___ DATA SECTION
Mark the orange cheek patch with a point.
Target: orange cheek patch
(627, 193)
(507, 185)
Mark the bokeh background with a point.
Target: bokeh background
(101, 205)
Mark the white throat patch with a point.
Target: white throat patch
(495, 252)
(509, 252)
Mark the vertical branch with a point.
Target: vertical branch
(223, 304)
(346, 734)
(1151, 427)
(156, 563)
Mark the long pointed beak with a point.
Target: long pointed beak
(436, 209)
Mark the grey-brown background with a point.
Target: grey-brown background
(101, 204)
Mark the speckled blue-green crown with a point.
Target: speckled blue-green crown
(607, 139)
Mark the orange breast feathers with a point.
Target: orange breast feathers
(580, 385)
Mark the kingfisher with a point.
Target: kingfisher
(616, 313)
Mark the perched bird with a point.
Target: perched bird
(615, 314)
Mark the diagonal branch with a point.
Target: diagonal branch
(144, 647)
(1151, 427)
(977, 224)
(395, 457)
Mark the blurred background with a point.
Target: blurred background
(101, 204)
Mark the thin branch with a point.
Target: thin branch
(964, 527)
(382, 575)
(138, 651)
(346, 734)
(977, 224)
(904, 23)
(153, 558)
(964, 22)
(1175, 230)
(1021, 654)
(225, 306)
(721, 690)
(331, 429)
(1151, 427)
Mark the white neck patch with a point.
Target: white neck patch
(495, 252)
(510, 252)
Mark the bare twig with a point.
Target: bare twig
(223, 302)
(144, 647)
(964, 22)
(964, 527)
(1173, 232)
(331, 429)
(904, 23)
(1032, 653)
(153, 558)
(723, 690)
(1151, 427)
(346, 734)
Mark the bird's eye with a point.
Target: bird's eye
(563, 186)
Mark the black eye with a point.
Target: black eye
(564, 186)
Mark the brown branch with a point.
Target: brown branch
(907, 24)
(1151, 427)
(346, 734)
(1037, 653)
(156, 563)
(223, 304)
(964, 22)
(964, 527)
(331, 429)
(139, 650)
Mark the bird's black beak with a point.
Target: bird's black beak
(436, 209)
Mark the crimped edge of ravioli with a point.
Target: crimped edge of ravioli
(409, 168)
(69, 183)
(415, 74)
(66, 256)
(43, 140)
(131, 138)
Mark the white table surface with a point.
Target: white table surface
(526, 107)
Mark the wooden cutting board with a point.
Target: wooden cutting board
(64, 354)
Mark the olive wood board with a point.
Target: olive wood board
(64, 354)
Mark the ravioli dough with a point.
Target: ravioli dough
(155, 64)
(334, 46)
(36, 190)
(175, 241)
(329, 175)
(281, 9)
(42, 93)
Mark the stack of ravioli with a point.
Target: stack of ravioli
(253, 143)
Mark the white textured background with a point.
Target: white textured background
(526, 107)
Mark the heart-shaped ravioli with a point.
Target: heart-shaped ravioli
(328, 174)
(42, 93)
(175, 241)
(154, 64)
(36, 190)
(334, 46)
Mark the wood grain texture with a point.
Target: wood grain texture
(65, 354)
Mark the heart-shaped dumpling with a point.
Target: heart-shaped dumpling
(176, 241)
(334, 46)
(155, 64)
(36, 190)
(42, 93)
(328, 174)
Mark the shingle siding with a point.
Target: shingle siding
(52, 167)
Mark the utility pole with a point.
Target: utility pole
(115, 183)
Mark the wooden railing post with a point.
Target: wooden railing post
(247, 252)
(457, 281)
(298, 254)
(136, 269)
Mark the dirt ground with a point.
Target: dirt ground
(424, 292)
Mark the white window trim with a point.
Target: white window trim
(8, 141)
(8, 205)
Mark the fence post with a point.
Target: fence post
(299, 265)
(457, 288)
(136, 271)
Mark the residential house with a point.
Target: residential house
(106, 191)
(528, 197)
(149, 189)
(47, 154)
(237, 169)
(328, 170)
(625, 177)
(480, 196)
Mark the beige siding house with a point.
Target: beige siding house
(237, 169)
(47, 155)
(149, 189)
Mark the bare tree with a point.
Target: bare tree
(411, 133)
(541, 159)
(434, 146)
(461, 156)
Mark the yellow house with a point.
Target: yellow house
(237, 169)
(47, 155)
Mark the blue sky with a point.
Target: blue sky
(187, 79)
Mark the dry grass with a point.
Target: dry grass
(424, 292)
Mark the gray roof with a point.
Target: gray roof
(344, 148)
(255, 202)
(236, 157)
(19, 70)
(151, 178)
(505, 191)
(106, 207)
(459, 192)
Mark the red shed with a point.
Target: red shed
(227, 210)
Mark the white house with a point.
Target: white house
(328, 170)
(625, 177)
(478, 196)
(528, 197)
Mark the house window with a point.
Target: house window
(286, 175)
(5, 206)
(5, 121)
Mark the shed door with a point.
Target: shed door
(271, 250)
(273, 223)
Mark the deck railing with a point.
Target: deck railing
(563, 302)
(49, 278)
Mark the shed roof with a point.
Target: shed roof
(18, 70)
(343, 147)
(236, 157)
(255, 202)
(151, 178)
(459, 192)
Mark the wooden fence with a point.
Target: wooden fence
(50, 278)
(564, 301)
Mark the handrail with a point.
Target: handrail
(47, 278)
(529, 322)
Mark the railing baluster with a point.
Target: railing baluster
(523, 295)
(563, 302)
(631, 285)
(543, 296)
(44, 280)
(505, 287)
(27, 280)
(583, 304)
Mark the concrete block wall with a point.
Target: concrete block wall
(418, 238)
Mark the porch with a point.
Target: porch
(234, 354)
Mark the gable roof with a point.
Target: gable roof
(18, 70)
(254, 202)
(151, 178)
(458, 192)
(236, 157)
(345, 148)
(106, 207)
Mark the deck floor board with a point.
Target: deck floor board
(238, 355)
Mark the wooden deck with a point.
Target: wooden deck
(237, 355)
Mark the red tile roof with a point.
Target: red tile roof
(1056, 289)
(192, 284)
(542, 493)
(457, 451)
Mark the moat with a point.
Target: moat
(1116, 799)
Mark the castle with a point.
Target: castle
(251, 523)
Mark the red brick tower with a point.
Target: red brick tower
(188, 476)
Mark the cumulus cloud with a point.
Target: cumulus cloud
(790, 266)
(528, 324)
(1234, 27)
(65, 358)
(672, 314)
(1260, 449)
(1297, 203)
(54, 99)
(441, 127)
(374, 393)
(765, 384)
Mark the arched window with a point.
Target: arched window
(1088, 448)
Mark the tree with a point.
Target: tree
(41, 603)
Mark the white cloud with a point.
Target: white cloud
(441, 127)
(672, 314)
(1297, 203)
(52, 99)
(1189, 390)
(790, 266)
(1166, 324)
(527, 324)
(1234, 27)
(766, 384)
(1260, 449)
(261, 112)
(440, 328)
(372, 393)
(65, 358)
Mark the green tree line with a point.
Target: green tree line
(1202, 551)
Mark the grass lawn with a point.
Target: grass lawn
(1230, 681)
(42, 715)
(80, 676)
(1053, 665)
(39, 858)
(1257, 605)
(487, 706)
______
REQUEST ▸ Copy every line of the listing above word for word, keeping all punctuation and coordinates unchanged.

TASK SOLUTION ▸
Mark the orange cheek patch with a point.
Target: orange cheek patch
(627, 193)
(507, 185)
Mark the bokeh background with a point.
Target: bokeh background
(101, 205)
Mark the white throat patch with a point.
Target: white throat patch
(495, 252)
(509, 252)
Mark the vertical branch with a point.
Target: vertical branch
(223, 304)
(346, 734)
(1151, 427)
(156, 563)
Mark the long pointed beak with a point.
Target: long pointed beak
(436, 209)
Mark the grey-brown background with a point.
Target: grey-brown background
(101, 204)
Mark the speckled blue-green crown with a point.
Target: speckled blue-green crown
(607, 139)
Mark the orange breast feathers with a point.
Target: orange breast feathers
(580, 385)
Mark the kingfisher with a point.
Target: kingfisher
(616, 313)
Mark the perched bird with a point.
Target: perched bird
(615, 314)
Mark the diagonal branch with a point.
Target: diagonal branch
(144, 647)
(1151, 427)
(977, 224)
(395, 457)
Mark the blurred background with a point.
Target: blurred background
(101, 204)
Mark the thin branch with a point.
Target: thin branch
(964, 527)
(382, 575)
(138, 651)
(346, 734)
(977, 224)
(904, 23)
(153, 558)
(964, 22)
(1175, 230)
(1021, 654)
(225, 306)
(721, 690)
(331, 429)
(1151, 427)
Mark the white neck patch with a point.
Target: white neck patch
(495, 252)
(510, 252)
Mark the bare twig with a point.
Target: bare twig
(223, 302)
(144, 647)
(964, 22)
(964, 527)
(1173, 232)
(331, 429)
(904, 23)
(1032, 653)
(153, 558)
(723, 690)
(1151, 427)
(346, 734)
Mark the bird's eye with a point.
Target: bird's eye
(563, 186)
Mark the black eye with a point.
Target: black eye
(564, 186)
Mark the brown branch with a point.
Target: brown branch
(907, 24)
(1151, 427)
(346, 734)
(1037, 653)
(156, 563)
(223, 304)
(964, 22)
(964, 527)
(331, 429)
(139, 650)
Mark the bird's black beak with a point.
Target: bird's black beak
(436, 209)
Mark the crimped edge of ravioli with a point.
Target: crimped edge of ravioli
(409, 168)
(69, 183)
(415, 74)
(66, 256)
(43, 140)
(131, 138)
Mark the white table surface with a point.
Target: white table surface
(526, 107)
Mark the wooden cutting board with a point.
Target: wooden cutting board
(64, 354)
Mark the olive wood board with a point.
Target: olive wood board
(64, 354)
Mark the ravioli dough with a point.
Target: ravioli dough
(155, 64)
(334, 46)
(36, 190)
(175, 241)
(329, 175)
(281, 9)
(42, 93)
Mark the stack of ravioli with a point.
Target: stack of ravioli
(253, 143)
Mark the white textured background with a point.
Target: white textured background
(526, 107)
Mark the heart-shaped ravioli with a point.
Target: heart-shaped ravioli
(328, 174)
(42, 93)
(175, 241)
(154, 64)
(36, 190)
(334, 46)
Mark the wood grain texture with a point.
Target: wood grain texture
(65, 354)
Mark the heart-shaped dumpling with a point.
Target: heart-shaped dumpling
(176, 241)
(334, 46)
(155, 64)
(36, 190)
(42, 93)
(328, 174)
Mark the shingle siding with a point.
Target: shingle siding
(52, 167)
Mark the utility pole with a point.
Target: utility pole
(115, 183)
Mark the wooden railing post with a point.
Target: wooden railing post
(247, 252)
(457, 281)
(298, 254)
(136, 269)
Mark the dirt ground with a point.
Target: dirt ground
(424, 292)
Mark the white window trim with a point.
Target: white window trim
(8, 141)
(8, 205)
Mark the fence post with a point.
Target: fence post
(299, 265)
(457, 288)
(136, 271)
Mark the residential house with a point.
Target: residential house
(106, 191)
(528, 197)
(149, 189)
(47, 154)
(237, 169)
(328, 170)
(625, 177)
(480, 196)
Mark the beige siding house with a point.
Target: beige siding house
(237, 169)
(47, 155)
(149, 189)
Mark the bare tree with a point.
Target: bare tree
(411, 133)
(541, 159)
(434, 146)
(461, 156)
Mark the yellow house with a point.
Target: yellow house
(237, 169)
(47, 155)
Mark the blue sky with a point.
Target: blue sky
(187, 79)
Mark the dry grass with a point.
Target: dry grass
(424, 292)
Mark the gray roof with a point.
Target: gray roof
(344, 148)
(255, 202)
(236, 157)
(19, 70)
(151, 178)
(505, 191)
(106, 207)
(459, 192)
Mark the red shed with a point.
Target: red shed
(227, 210)
Mark the white house with a point.
Target: white house
(328, 170)
(625, 177)
(478, 196)
(528, 197)
Mark the house window with a point.
Target: house window
(286, 175)
(5, 206)
(5, 121)
Mark the shed door with a point.
Target: shed door
(271, 250)
(273, 223)
Mark the deck railing with a point.
Target: deck railing
(563, 302)
(49, 278)
Mark the shed roof with a point.
Target: shed roof
(18, 70)
(343, 147)
(236, 157)
(255, 202)
(151, 178)
(459, 192)
Mark the wooden fence with a point.
Target: wooden fence
(50, 278)
(564, 301)
Mark the handrail with a point.
Target: handrail
(47, 278)
(529, 322)
Mark the railing baluster with a point.
Target: railing baluster
(523, 295)
(563, 302)
(631, 285)
(543, 296)
(44, 280)
(505, 287)
(27, 280)
(583, 304)
Mark the concrete block wall with a point.
Target: concrete block wall
(418, 238)
Mark the porch with a point.
Target: porch
(234, 354)
Mark the gable roof with a point.
Target: gable roof
(18, 70)
(254, 202)
(151, 178)
(458, 192)
(236, 157)
(345, 148)
(106, 207)
Mark the deck floor board with a point.
Target: deck floor board
(238, 355)
Mark the wooden deck with a point.
Target: wooden deck
(237, 355)
Mark the red tile roof with a point.
Target: red tile roof
(1056, 289)
(192, 284)
(542, 493)
(457, 451)
Mark the moat with a point.
Target: moat
(1116, 799)
Mark the castle with a point.
Target: castle
(251, 523)
Mark the red brick tower with a point.
Target: red brick tower
(188, 476)
Mark the cumulus cloud with a point.
Target: cumulus cloud
(790, 266)
(528, 324)
(1234, 27)
(65, 358)
(672, 314)
(1260, 449)
(1297, 203)
(54, 99)
(441, 127)
(374, 393)
(765, 384)
Mark the arched window with a point.
Target: arched window
(1088, 448)
Mark the tree with a point.
Target: tree
(41, 603)
Mark the white cloud with a point.
Target: white cloud
(441, 127)
(672, 314)
(1297, 203)
(52, 99)
(1189, 390)
(790, 266)
(1166, 324)
(527, 324)
(1234, 27)
(766, 384)
(1260, 449)
(261, 112)
(440, 328)
(372, 393)
(65, 358)
Mark the green tree line with a point.
Target: green tree line
(1202, 551)
Mark the grass lawn with a point.
Target: grass lawn
(1230, 681)
(42, 715)
(80, 676)
(1053, 665)
(39, 858)
(1257, 605)
(487, 706)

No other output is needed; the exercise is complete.